┌─ Ausgewählter Text

Von Dr. Shaul Bartal

Diese Frage ist besonders relevant angesichts der unvermeidlichen Zusammenstösse zwischen Israel und der Hamas, der Schwesterbewegung der Vereinigten Arabischen Liste (Ra’am).

Seit der Gründung der Muslimbruderschaft in den späten 1920er Jahren bezeichnete ihr Gründer Hassan Al-Banna das «Palästina-Problem» als eine zentrale Frage für die muslimische Welt und setzte sich nach Kräften für den Kampf gegen den Zionismus ein. Die Muslimbruderschaft beteiligte sich an der «Arabischen Revolte» (1936-39) im Mandatsgebiet Palästina und schickte freiwillige Truppen zur Teilnahme am Krieg von 1948. Es ist kein Zufall, dass die Einleitung der Hamas-Charta – die Hamas ist der palästinensische Zweig der Bruderschaft – Bannas Gelöbnis zitiert, dass «Israel existieren wird und weiter existieren wird, bis der Islam es auslöscht, so wie er andere vor ihm ausgelöscht hat.»

└─
┌─ Bereitgestellte Daten

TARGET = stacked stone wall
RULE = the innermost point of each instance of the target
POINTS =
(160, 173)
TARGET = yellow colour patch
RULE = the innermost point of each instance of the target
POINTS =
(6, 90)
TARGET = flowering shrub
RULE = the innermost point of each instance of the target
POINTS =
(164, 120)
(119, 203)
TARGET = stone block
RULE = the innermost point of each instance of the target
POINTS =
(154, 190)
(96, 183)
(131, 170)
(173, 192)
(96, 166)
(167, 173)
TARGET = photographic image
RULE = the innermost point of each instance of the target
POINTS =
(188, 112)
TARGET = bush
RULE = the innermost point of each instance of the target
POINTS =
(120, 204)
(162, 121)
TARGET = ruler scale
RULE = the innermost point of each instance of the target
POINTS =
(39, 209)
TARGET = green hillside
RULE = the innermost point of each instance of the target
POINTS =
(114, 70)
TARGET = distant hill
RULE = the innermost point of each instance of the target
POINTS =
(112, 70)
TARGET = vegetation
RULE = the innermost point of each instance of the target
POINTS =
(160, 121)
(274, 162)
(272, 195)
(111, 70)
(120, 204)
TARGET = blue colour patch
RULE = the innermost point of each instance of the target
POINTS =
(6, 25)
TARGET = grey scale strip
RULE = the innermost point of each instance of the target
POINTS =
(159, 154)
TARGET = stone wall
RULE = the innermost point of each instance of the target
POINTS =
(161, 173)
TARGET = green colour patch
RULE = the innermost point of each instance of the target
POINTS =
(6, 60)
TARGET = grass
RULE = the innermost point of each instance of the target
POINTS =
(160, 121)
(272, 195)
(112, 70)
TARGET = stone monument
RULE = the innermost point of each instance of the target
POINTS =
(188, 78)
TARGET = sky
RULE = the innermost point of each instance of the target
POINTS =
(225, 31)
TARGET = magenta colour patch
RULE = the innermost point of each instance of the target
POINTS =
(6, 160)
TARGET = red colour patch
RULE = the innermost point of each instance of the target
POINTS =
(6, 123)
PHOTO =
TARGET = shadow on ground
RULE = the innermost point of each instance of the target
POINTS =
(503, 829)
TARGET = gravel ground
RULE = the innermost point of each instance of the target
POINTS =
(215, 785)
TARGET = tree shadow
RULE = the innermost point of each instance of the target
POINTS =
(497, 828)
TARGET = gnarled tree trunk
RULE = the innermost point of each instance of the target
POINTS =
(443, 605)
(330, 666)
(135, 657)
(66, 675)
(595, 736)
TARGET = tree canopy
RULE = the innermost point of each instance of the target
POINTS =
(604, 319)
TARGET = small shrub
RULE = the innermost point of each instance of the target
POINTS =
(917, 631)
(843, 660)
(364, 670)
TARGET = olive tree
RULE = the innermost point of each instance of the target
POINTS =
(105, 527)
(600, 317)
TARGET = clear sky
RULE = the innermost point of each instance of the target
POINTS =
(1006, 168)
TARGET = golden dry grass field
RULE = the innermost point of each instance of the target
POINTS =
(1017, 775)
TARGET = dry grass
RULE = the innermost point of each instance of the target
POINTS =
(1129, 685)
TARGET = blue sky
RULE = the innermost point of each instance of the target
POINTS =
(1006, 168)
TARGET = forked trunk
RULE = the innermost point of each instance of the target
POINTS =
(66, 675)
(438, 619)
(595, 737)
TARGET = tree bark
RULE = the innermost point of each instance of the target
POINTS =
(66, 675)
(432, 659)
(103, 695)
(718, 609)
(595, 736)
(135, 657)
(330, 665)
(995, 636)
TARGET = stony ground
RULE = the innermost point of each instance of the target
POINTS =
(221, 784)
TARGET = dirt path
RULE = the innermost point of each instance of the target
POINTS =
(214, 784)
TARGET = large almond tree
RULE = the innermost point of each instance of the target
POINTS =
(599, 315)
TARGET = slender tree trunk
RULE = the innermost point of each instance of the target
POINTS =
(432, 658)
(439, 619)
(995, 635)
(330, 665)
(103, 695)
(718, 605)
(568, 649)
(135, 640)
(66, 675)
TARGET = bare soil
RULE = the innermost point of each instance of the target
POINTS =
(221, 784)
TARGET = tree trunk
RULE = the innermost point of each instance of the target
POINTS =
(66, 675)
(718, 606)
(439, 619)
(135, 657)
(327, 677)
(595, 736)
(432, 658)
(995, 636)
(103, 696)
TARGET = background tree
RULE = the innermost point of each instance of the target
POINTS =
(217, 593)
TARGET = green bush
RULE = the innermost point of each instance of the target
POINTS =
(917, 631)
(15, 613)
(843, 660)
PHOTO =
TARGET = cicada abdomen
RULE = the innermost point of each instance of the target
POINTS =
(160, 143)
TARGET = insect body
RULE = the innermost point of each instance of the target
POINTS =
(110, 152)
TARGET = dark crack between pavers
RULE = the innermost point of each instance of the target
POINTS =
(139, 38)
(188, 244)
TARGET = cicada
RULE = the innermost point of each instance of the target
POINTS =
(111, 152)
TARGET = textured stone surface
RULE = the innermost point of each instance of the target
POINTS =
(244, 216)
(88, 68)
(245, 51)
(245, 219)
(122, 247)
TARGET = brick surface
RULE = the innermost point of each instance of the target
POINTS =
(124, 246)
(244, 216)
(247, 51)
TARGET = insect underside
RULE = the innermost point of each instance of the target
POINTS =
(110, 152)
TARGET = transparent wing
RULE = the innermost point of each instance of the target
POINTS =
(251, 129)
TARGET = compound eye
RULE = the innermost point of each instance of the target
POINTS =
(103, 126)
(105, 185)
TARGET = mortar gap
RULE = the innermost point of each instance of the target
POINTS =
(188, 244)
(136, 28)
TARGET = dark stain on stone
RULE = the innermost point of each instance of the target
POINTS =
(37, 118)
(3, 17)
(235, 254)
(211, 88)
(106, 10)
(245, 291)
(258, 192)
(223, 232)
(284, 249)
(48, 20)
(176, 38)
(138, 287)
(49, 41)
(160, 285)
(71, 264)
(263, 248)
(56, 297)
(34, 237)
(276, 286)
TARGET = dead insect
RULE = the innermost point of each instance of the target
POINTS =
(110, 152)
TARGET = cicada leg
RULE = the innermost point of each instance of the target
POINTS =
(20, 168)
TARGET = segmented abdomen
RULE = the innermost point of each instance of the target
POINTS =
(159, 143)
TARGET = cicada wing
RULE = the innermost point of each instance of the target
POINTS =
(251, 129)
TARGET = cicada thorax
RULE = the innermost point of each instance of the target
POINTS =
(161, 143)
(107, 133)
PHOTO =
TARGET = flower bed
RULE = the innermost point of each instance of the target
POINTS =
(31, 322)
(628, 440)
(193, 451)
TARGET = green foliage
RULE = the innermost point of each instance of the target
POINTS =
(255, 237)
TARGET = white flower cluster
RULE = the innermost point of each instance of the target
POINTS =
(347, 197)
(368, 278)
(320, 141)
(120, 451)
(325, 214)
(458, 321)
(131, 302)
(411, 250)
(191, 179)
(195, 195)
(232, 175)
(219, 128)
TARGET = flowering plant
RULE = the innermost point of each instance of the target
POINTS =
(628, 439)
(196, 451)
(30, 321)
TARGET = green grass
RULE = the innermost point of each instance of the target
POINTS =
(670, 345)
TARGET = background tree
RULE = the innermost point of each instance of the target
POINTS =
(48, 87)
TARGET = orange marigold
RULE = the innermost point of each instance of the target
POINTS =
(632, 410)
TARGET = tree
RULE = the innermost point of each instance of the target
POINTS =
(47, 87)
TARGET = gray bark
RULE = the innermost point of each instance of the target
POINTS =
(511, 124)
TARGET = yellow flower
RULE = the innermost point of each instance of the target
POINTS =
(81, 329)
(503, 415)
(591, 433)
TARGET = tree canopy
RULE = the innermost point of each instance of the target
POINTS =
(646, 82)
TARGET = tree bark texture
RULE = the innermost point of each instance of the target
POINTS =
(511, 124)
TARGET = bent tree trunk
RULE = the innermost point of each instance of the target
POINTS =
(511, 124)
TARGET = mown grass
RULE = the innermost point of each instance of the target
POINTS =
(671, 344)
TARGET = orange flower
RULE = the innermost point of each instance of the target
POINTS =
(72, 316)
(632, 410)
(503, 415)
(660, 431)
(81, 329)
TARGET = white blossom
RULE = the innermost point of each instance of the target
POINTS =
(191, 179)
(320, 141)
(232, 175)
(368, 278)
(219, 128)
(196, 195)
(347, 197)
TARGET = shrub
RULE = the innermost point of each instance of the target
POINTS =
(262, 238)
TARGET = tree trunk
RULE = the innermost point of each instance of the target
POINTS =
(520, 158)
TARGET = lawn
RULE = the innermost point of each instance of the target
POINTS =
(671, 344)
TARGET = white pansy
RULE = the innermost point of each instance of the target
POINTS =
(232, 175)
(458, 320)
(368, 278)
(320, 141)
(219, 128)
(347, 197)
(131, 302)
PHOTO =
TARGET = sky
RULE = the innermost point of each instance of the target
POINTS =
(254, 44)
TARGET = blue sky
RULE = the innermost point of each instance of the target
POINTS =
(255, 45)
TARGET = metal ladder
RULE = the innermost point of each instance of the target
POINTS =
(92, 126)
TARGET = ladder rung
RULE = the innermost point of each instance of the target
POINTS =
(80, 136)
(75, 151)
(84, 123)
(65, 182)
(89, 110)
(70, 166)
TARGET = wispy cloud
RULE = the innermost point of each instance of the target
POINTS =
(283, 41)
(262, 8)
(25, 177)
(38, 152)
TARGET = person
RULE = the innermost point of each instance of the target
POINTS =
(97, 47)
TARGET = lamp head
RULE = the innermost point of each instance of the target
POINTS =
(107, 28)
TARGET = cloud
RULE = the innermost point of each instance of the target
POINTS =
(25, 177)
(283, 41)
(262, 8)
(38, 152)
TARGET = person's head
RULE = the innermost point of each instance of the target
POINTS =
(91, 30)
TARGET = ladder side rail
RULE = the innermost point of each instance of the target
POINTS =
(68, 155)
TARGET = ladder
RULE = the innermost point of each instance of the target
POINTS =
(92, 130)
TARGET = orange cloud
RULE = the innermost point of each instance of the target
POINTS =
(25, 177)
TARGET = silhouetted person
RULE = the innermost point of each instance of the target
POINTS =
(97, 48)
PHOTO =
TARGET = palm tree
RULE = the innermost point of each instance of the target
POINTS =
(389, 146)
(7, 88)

└─

- [Aufgaben]
1. Kopieren Sie aus dem Text über die Muslimbruderschaft wörtlich die Passage von „Von Dr. Shaul“ bis einschließlich „Arabischen Liste (Ra’am).“.
2. Wer hat laut dem Text über die Muslimbruderschaft diese Bewegung gegründet?
3. Bitte führen Sie den Text über die Muslimbruderschaft im Anschluss an seinen letzten Satz weiter.

- [Lösungen]
1.
Von Dr. Shaul Bartal

Diese Frage ist besonders relevant angesichts der unvermeidlichen Zusammenstösse zwischen Israel und der Hamas, der Schwesterbewegung der Vereinigten Arabischen Liste (Ra’am).

2. Hassan Al-Banna.

3.
Die Islamische Bewegung in Israel wurde in den 1970er Jahren von Abdullah Nimr Darwish aus Kafr Qassem gegründet. Zunächst konzentrierte sich die Bewegung auf karitative und Dawa-Aktivitäten wie die Gründung von Moscheen und die Organisation von Gruppen für Koran- und Religionsstudien. In den späten 1970er Jahren gründete Darwish die Organisation Usrat al-Jihad (Familie des Jihad), die in Israel terroristische Aktivitäten unternahm. Infolgedessen wurden Darwish und seine Anhänger verhaftet, kamen aber 1985 wieder frei.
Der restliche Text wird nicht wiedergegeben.